§ GOAL
Answer from the ice-fishing thread:
(a) Where does Mushy1 plan to fish?
(b) What does Chuck1 say will get you a ticket?
(c) Which hut operator did shorty27's group go with last year?

§ SUPPLIED PASSAGE

%%

Still heading over, the ice is holding up per my sources up there. I will be fishing the east side of Georgina in the Perch grounds. Too many people on Cooks. Fish hard kids, the fish are on up there FI  RST ICE....remember

Mushy1


----------



## skamaniac (Nov 4, 2001)

How's the ice getting out to Georgina? I thought they had the ice road blocked off because of a big hole? Do me a favor and PM me.


----------



## Ed Michrina (Dec 25, 2002)

I'll be heading up Tuesday and Wednesday. The ice should be good and locked up by then and the crouds were down. I can't wait


----------



## mike h (Jan 11, 2003)

If you hear a faint noise in the trunk or under the tarp in your truck bed DON"T WORRY that's just me hitchin a ride.


----------



## Chuck1 (Dec 16, 2002)

The ice held just fine. The ice rd was closed as a precaution I believe. Btw don't fish anywhere near that ice rd, if you flood it they will ticket you. Of course you need snow for that to happen though.


----------



## shorty27 (Jan 10, 2005)

Hey Skamanic, you from Canadian Lakes? I am new to here and live only about 4 miles from Canadian Lakes. Do you fish Simcoe often. I went for the first time last year and had a blast.


----------



## skamaniac (Nov 4, 2001)

Shorty........I go a couple times a year. Used to go alot more. So where are you located?




Mike


----------



## shorty27 (Jan 10, 2005)

Skamanic.. I live on 5 mile just soth of Canadian Lakes. Down near Kings Trading Post if you know where thats at. A couple of us are maybe thinking of going over next weekend.


----------



## skamaniac (Nov 4, 2001)

I know where King's is at........go there all the time. Next weekend should be perfect. We're talking the same thing but leave on Sunday.


----------



## shorty27 (Jan 10, 2005)

Do you go with a hut operator or on your own. We went with Randys last year but are maybe looking to go with some one else this year. thanks tony


----------

%%

§ AVAILABLE DATA
%%

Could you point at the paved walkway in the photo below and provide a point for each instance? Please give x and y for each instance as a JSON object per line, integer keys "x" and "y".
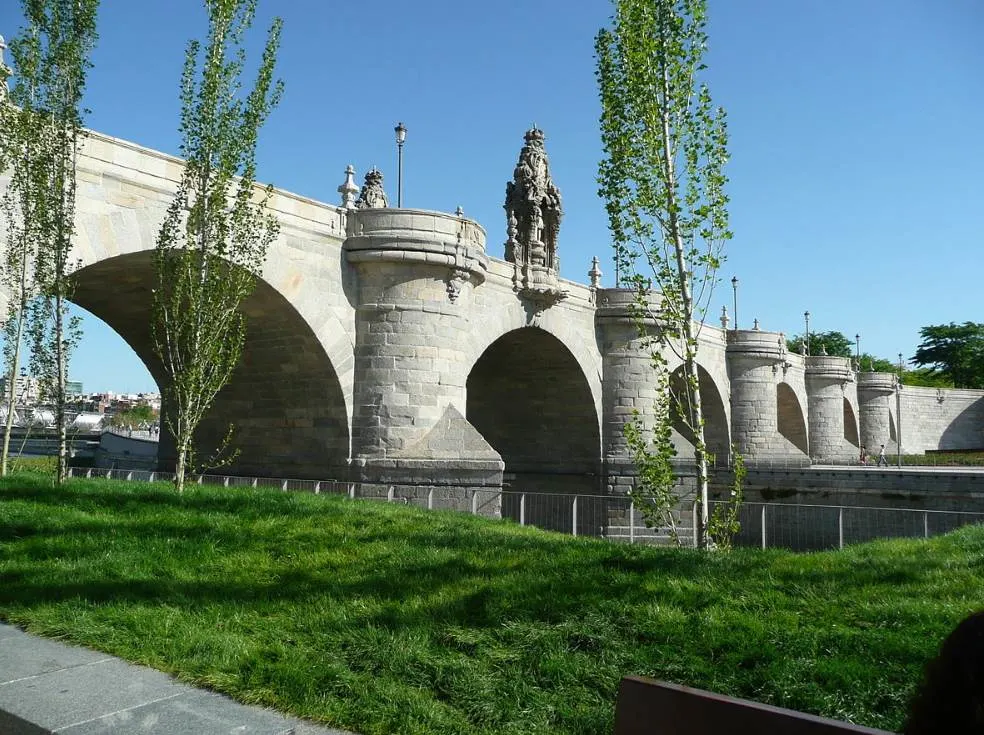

%%

§ TASK RESULT
(a) On the east side of Georgina, in the Perch grounds.
(b) Flooding the ice road by fishing near it.
(c) Randys.